*What to do*.
Return all the entries exactly. No pictures.

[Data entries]
※

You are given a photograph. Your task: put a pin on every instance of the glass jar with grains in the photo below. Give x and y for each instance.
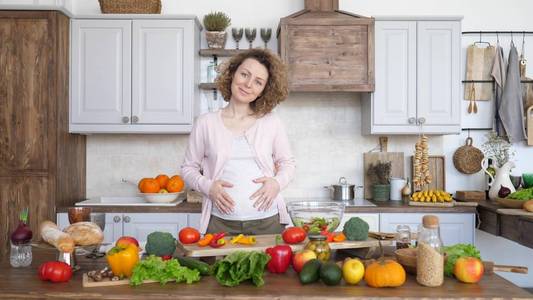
(319, 245)
(430, 255)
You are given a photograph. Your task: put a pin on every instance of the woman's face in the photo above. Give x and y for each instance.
(249, 81)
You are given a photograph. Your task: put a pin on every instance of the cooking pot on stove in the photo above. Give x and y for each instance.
(342, 191)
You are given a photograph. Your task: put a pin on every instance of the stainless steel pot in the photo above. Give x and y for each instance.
(342, 191)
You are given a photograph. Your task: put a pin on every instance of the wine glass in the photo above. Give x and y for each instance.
(266, 34)
(237, 35)
(250, 35)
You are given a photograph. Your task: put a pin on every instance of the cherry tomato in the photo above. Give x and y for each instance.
(293, 235)
(189, 235)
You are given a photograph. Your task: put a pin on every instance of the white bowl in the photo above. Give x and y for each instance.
(160, 197)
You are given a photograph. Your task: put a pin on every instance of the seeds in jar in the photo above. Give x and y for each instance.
(429, 266)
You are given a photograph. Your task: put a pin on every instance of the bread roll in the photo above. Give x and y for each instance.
(85, 233)
(52, 235)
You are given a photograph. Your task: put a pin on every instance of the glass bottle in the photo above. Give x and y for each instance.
(319, 245)
(430, 254)
(20, 255)
(403, 236)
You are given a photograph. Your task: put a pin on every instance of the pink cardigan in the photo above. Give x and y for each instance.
(210, 146)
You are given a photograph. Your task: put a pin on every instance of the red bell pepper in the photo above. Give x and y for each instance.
(280, 258)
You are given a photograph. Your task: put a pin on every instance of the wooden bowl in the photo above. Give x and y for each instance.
(407, 258)
(510, 203)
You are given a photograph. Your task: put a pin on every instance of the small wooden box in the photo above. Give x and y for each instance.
(472, 196)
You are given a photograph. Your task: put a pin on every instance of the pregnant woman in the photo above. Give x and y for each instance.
(239, 157)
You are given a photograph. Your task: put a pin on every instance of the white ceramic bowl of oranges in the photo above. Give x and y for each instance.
(161, 189)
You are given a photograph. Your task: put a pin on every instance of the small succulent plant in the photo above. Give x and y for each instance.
(216, 21)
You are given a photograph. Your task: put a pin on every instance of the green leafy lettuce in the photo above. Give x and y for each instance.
(456, 251)
(240, 266)
(162, 271)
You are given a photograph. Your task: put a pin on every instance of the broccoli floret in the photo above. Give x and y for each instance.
(355, 229)
(160, 243)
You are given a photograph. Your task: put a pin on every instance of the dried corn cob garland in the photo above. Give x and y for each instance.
(421, 174)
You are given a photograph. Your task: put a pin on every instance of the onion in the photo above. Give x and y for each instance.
(23, 233)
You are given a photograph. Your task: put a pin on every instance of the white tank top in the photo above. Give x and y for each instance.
(240, 169)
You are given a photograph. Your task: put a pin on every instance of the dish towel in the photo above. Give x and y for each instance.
(511, 106)
(498, 73)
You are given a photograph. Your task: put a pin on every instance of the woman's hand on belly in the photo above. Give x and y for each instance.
(220, 198)
(264, 196)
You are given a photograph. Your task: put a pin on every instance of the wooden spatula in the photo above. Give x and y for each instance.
(490, 268)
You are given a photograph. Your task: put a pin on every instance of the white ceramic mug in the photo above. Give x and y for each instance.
(397, 185)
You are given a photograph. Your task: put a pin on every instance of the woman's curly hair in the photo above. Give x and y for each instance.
(276, 89)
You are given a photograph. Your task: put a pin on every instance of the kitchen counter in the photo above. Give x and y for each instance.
(381, 207)
(23, 283)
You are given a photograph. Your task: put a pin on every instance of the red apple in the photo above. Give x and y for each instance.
(300, 258)
(126, 240)
(468, 269)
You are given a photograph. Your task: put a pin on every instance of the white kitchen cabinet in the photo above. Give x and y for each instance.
(371, 219)
(454, 227)
(417, 77)
(134, 75)
(139, 225)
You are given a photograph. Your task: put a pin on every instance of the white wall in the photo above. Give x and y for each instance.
(324, 129)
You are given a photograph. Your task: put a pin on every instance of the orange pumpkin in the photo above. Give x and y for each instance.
(162, 179)
(150, 185)
(175, 184)
(385, 273)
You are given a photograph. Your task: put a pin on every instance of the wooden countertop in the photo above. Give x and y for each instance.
(186, 207)
(23, 283)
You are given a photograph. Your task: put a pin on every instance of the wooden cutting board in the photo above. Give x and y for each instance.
(269, 240)
(397, 166)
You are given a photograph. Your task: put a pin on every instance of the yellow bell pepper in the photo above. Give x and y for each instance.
(122, 260)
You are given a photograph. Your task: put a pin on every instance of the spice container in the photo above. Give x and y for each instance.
(403, 236)
(319, 245)
(430, 256)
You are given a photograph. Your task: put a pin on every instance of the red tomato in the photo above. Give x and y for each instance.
(189, 235)
(55, 271)
(293, 235)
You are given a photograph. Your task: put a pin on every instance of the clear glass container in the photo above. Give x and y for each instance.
(20, 255)
(403, 236)
(430, 253)
(320, 246)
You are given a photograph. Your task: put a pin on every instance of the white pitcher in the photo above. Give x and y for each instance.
(501, 179)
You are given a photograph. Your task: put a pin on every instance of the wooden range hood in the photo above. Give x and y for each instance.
(327, 49)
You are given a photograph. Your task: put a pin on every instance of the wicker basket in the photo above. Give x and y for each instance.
(130, 6)
(467, 159)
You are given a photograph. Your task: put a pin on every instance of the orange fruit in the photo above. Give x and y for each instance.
(162, 179)
(141, 182)
(150, 185)
(175, 184)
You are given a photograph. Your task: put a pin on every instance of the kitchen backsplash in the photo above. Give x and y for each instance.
(324, 131)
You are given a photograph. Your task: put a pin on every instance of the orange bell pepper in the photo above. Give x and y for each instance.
(205, 240)
(122, 259)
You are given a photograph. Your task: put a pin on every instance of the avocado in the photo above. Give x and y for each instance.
(310, 271)
(330, 273)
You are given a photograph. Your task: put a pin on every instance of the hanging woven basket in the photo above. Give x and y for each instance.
(467, 158)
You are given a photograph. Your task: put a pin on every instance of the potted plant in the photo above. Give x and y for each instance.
(215, 24)
(379, 174)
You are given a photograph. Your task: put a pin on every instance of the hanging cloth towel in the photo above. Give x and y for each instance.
(479, 61)
(498, 73)
(511, 107)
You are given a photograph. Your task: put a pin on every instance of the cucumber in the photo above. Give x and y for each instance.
(195, 264)
(310, 271)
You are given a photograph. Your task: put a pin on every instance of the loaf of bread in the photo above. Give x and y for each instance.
(85, 233)
(52, 235)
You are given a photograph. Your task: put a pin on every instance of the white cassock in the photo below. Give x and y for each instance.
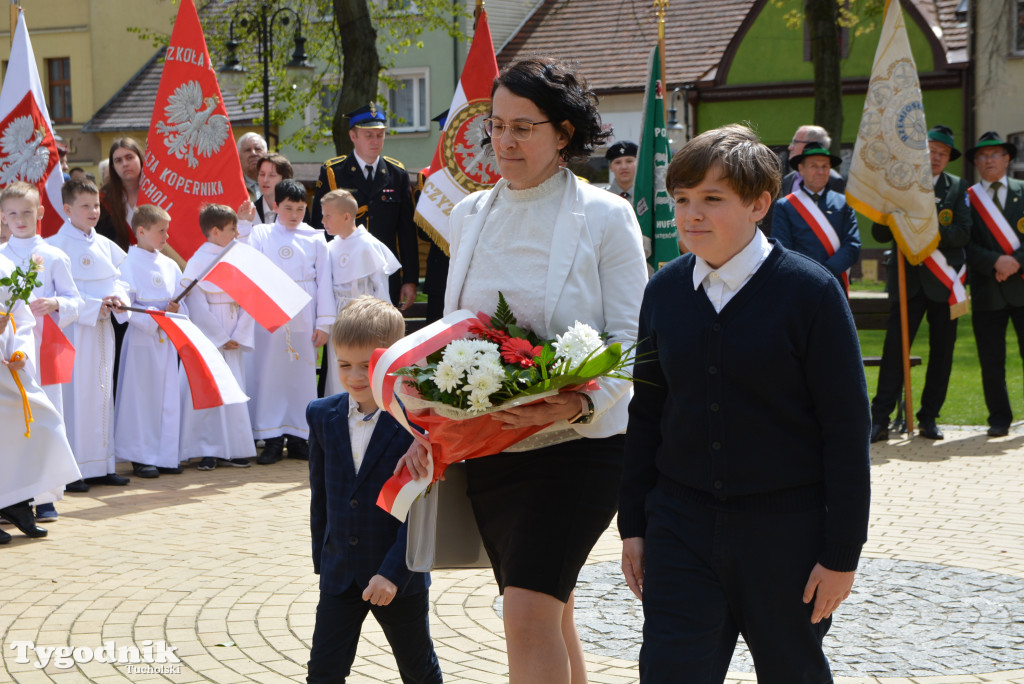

※

*Exercise result*.
You are given a photograph. Your task: put a pin on every instance of the glass jar with grains in the photo below. Give x and y for each instance.
(319, 245)
(430, 255)
You are given a photograph. Your task: put a pin on every instance of the woman's face in the photo above. Give x and y for each instance.
(249, 81)
You are given a photograph. Your task: put a pin on every instance of the cooking pot on stove in the photo above. Give x and y for each instance.
(342, 191)
You are given a photograph. Your task: put a pin on every instance of the stainless steel pot in the photo above. Give x and y for each instance.
(342, 191)
You are given a photograph. Your task: put a pin on every instance of the wine glass in the photo above. Give x and y for each instance.
(266, 34)
(237, 35)
(250, 35)
You are given a photograph. Your task: put a pin on every instance of the cherry tomato in the photo above. Give x and y for each instance.
(293, 235)
(189, 235)
You are given a photograph. Your task: put a pin on every instance of the white bowl in the photo above. Give x and y for each instance.
(160, 197)
You are given a photograph. Your task: put a pin on every instance of the seeds in jar in the photo above. Give x and y for each instance.
(429, 266)
You are given a photograph. Your task: put a pin on every instance of the bread roll in the photo above. Give x and y for each instance.
(85, 233)
(52, 235)
You are given a photograph. Your task: put a pin on every instance of the glass bottle in the photo above. Give x and y for each instance.
(319, 245)
(430, 254)
(20, 255)
(403, 236)
You are given a photograph. Your task: put a pin on every instance of the pink cardigan in the photo above. Give x and y for each instance.
(210, 146)
You are given a photograph. Your task: put a pin on every instance of the red bell pepper in the photo above. Give x and y for each instance.
(280, 258)
You are given a photograph. Your task: put a pin on every instance of the wooden bowl in the photo above. Give x and y for each instance.
(407, 258)
(510, 203)
You are given a photograph. Your task: put a pin on every instance of the small wooden box in the photo above. Give x and y for each instance.
(472, 196)
You are given a photograph. Your task: put a pin on every instance of the pregnant woman in the photo above. Give x and y for each instance.
(239, 157)
You are given a photograph. Your task: put a pin on every instance of the white ceramic bowl of oranges in the photo above. Give x and y for each instance.
(161, 189)
You are given a photograph. Your task: put a pin on every instance of the small succulent plant in the photo above. Give x and y for each instance.
(216, 21)
You are given a photograph. Your task: put a pin on every instance of the green leafy lettuce in the photo above. Give x and y for each instance.
(456, 251)
(240, 266)
(162, 271)
You are given a photograph. Your task: put a pin on every instance of the broccoli floret in the photo above. Give x and y for each instance.
(355, 229)
(160, 243)
You are given a photograph. Your task: put a pin on every instance of the dried corn cob garland in the photo above. Give x and y for each instance.
(421, 174)
You are given a photograph. Your task: put a pin on every instance of the onion in the photo above. Give x and y for each instance.
(23, 233)
You are given a photograph. Your task: put a pin on every instance of the white tank top in the photo above. Give x and y for each instance.
(240, 169)
You are given a photograph. Your task: put a pin on every instance of the dish towel in the photo above. Give x and y for each instance.
(511, 106)
(498, 73)
You are given a photograph. Your task: put a pin on every instance of the woman's hand on belly in the photo above. Give x and y for each instance.
(220, 198)
(264, 196)
You are given a photograph. Your task: put a pin on every instance of the wooden spatula in the photo above. Give x and y for each instance.
(490, 268)
You are given a photograph. Your task: put a pin on every instance of the white ceramic mug in the photo above. Give x and y for each instance.
(397, 185)
You are given a photograph. Your task: put a pin on every instance of the woman's curly hair in the photo above. Give x and y for each instance.
(276, 89)
You are given a photograph. Your task: put a pin on every instance of the kitchen counter in the photo above. Give x and y for each instance.
(381, 207)
(23, 283)
You are given a photograph. Your task: put a pin on every instance of the red apple in the photo above. Give x and y for each instance.
(300, 258)
(126, 240)
(468, 269)
You are given a photograph. Your task: put a pin on every instance of the white kitchen cabinet in the photo above. Give x and y for each instance.
(371, 219)
(454, 227)
(417, 77)
(134, 75)
(139, 225)
You are given a photograph. Your task: put a pin on every instance of the white wall in the photo above. Give x and y for each instance.
(324, 129)
You are given a photograph. Your task: put a pin on every instance of the orange pumpkin in the photo above. Give x and y for each instance.
(162, 179)
(150, 185)
(175, 184)
(385, 273)
You are given a photograph. Your task: put a pin on every instance of the wooden countertop in the photo above. Give x and y for each instance.
(186, 207)
(23, 283)
You are given a photograph. Your task: put a pin on every instance of the wooden cutting board in the photo above. Give x and y for each instance.
(269, 240)
(397, 166)
You are given a photograph. Your task: put a pin on every instance of the yellow bell pepper in the photo above. Give x and y for each instance.
(122, 260)
You are given a photograph. Your task: put a pin on every instance of the spice container in the photo above. Give x and y for each instance.
(403, 236)
(319, 245)
(430, 256)
You are given a photograph. Your task: put a pin on every instance of the red tomato in the photo above. Give x and y for each instance.
(189, 235)
(55, 271)
(293, 235)
You are given a photograph. Your task: put a pin on every instance of the clear glass container in the photo above. Give x and y for each instance.
(20, 255)
(403, 236)
(430, 253)
(320, 246)
You are given a photograph. Your task: put a pin on every instance of the white pitcher in the photo above. Give x and y for each instance.
(501, 179)
You are given a photograph. Your task: put a pin on every instance of the wooden range hood in the photo above. Give x and y for each instance.
(327, 49)
You are given a photograph. Your task: put a pin on every instance of the wicker basket in the photo above. Give x and y for each instance.
(130, 6)
(467, 159)
You are given a photograph. Your task: put a pin on every instance of the orange fruit in the photo above. Give x and y for each instance.
(162, 179)
(141, 182)
(150, 185)
(175, 184)
You are given a photograph. Your task: put a pin on every instance of the kitchen backsplash in the photo above. Give x and y for each instance.
(324, 131)
You are given a photograph. Your task: put a pin on every instance of the orange bell pepper in the photo above. Give x and y for each instance.
(205, 240)
(122, 259)
You are given a photograph. Your task: put a pin on every instance of the avocado in the photo above. Give x and y for each instance.
(310, 271)
(330, 273)
You are given a photograph. Your task: put a pin on every instance of the hanging woven basket in the photo above. Give x and y for each instance.
(467, 158)
You are given a photograph. Your task: put a pin on every instance of the potted plant in the photo above. Give x and y for each instance.
(215, 24)
(379, 174)
You are given a photograph. Your task: put a pin on every instance of the hanging cloth towel in the photo above. Give x and y for each instance.
(479, 61)
(498, 73)
(511, 107)
You are given a photograph. Your task: put a pin on every instance of the cucumber in the photo above. Give x and y for each instance.
(195, 264)
(310, 271)
You are given a photograph. Your task: put a pin on every instance of the loaf of bread in the photo above. Give x and y for each instance.
(85, 233)
(52, 235)
You are given a photograph. Your task: put a pin on every instance of the white cassock in the photo below. Give x and y for each instance.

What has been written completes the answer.